* Exercise aim *
Copy the line with "Wildlife-count tagging: point out every instance of the tree" and all lines following it through the last line of the entries, exactly as written.

* Data provided *
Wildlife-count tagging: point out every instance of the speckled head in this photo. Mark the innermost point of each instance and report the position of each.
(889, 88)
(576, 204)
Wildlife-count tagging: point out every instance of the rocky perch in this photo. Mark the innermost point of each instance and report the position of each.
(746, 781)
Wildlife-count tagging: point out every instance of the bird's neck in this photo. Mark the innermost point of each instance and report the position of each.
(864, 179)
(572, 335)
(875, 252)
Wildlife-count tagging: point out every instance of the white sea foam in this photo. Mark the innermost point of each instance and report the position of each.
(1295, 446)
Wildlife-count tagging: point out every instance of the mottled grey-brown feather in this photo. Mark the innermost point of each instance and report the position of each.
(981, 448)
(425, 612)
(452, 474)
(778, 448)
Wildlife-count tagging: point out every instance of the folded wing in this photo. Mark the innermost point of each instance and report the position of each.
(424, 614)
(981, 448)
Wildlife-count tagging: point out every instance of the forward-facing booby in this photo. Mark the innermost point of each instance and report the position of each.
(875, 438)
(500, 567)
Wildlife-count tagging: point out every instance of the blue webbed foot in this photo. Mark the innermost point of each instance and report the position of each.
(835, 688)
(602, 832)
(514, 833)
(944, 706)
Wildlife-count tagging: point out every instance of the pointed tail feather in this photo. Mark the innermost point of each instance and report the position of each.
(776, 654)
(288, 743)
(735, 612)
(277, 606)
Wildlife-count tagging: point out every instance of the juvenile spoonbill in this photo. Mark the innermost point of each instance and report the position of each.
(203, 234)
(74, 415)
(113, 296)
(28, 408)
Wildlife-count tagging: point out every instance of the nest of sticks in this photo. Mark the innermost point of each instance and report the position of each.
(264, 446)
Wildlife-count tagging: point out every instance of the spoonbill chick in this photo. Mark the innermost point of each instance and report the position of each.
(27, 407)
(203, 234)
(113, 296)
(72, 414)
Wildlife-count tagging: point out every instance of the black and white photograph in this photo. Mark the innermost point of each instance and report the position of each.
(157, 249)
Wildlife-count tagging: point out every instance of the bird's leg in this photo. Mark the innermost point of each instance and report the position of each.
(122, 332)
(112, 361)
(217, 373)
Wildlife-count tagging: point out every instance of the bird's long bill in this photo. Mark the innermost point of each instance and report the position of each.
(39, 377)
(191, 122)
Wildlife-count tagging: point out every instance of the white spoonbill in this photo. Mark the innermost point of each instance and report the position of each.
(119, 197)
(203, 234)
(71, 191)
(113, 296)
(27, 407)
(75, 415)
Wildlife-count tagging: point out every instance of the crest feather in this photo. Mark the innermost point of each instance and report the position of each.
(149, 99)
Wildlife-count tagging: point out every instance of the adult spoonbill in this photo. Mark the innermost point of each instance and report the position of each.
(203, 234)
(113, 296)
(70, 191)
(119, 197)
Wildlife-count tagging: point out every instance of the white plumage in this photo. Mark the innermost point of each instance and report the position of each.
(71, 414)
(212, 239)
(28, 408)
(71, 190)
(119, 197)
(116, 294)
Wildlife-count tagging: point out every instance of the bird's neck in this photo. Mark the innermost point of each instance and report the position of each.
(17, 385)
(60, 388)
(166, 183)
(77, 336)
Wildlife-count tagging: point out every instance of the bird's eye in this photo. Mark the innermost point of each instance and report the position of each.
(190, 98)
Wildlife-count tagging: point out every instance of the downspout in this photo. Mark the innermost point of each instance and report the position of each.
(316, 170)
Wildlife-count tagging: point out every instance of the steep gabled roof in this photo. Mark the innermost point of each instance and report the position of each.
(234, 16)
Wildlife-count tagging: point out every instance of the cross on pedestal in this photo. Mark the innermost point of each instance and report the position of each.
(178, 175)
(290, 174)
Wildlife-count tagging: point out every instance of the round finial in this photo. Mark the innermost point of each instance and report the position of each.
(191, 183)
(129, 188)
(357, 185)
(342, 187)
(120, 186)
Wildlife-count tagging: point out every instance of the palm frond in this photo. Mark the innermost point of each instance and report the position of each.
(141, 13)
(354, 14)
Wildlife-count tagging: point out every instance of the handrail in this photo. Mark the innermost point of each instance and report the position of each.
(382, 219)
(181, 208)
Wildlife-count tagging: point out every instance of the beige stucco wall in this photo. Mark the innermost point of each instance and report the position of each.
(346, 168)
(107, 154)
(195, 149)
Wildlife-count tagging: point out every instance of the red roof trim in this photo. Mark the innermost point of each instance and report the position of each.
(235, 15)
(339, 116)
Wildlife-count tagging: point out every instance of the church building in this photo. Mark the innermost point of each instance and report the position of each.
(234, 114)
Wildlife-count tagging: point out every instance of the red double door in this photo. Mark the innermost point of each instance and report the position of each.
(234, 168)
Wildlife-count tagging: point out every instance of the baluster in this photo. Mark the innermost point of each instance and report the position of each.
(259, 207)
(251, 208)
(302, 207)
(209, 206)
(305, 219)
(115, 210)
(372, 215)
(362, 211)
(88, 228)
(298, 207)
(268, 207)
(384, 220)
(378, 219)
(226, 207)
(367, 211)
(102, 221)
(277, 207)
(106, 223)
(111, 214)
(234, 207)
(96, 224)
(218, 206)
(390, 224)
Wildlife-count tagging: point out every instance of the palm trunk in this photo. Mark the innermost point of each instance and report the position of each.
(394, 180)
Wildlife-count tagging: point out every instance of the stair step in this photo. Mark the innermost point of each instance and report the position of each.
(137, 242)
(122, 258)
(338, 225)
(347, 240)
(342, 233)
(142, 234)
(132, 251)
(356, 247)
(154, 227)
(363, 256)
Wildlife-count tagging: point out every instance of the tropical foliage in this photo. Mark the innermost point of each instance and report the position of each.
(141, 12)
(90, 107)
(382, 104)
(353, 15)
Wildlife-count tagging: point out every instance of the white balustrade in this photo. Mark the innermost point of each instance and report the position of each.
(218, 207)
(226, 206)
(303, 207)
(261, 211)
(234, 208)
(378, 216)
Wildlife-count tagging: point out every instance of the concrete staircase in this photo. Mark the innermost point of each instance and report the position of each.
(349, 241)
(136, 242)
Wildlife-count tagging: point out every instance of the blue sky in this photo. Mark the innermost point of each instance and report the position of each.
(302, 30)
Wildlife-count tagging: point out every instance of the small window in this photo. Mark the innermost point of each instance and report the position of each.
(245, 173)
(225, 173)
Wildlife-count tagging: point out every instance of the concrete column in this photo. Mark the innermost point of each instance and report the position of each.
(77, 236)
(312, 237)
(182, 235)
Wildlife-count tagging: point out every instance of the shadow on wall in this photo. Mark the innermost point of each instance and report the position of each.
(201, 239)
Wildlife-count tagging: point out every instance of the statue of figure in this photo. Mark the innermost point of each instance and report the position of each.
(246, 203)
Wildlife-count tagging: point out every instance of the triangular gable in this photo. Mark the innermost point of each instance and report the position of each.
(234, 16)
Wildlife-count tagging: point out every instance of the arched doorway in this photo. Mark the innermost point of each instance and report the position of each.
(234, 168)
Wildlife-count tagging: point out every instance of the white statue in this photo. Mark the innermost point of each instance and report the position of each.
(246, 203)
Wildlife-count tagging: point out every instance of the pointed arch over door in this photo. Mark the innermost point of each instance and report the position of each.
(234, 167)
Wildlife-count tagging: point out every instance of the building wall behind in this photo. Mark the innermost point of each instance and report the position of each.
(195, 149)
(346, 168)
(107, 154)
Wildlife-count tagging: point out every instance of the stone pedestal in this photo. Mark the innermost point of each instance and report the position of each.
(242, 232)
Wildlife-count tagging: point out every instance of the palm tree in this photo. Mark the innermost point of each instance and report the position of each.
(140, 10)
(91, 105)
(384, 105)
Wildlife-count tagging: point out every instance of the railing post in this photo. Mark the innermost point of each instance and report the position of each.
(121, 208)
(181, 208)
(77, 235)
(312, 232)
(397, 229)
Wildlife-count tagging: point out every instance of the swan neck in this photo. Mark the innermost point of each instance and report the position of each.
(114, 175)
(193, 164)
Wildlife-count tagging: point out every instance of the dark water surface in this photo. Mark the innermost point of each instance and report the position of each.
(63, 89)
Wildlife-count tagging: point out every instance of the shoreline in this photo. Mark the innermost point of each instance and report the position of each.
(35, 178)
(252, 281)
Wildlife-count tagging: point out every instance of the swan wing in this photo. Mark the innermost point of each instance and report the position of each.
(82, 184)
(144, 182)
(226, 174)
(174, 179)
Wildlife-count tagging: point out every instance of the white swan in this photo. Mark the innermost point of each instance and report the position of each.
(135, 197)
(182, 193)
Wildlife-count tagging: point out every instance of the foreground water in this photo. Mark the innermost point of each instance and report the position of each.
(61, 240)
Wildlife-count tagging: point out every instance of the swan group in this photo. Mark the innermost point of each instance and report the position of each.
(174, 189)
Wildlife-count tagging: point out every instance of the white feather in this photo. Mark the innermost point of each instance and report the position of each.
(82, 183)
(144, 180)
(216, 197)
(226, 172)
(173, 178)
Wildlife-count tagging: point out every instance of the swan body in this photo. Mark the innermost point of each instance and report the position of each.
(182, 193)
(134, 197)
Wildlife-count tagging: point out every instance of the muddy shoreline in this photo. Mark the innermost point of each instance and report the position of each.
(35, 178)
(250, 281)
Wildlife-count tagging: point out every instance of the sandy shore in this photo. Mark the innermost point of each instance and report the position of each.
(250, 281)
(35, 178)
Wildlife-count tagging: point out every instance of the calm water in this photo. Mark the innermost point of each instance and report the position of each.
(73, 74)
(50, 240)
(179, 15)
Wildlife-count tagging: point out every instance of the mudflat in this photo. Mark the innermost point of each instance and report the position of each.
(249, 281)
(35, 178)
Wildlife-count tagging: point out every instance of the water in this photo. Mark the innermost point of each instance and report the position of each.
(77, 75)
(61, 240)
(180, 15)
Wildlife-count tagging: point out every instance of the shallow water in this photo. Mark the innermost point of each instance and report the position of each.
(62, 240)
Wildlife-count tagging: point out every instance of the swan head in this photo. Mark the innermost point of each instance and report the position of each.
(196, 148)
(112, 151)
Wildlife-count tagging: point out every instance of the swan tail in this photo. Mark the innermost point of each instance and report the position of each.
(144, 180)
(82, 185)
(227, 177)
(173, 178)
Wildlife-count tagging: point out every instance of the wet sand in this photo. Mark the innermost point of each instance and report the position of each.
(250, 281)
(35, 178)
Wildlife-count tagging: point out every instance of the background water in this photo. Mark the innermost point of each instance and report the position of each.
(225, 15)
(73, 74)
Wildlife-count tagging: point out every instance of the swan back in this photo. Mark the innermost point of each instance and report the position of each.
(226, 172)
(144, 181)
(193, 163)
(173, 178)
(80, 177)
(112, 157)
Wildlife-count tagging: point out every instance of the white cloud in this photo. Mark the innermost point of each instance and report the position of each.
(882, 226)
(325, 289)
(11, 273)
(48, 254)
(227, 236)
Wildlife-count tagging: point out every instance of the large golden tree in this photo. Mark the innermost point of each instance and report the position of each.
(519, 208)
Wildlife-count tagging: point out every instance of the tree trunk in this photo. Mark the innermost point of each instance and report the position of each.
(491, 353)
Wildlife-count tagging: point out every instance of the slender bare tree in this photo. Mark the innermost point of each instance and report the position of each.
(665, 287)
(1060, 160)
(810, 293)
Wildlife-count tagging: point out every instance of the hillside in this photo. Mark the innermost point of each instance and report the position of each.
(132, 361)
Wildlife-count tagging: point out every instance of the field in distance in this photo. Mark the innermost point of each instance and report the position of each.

* The output *
Wildlife-count tagging: point out every instance of the tree trunk in this photo. Mark the innermost point of each instance and report the position of each.
(491, 353)
Wildlife-count tagging: point out every instance of the slender bare tree in this photo. Mark the innermost point of each instance and report the position of each.
(665, 287)
(1060, 160)
(810, 293)
Wildlife-count tagging: point out every instance of the hillside in this photo. Mark the innermost point of each instance and report the position of each.
(132, 361)
Wildlife-count tagging: point out every instance of the field in distance in this photo. Mark the innermost point of each instance and report the position of each.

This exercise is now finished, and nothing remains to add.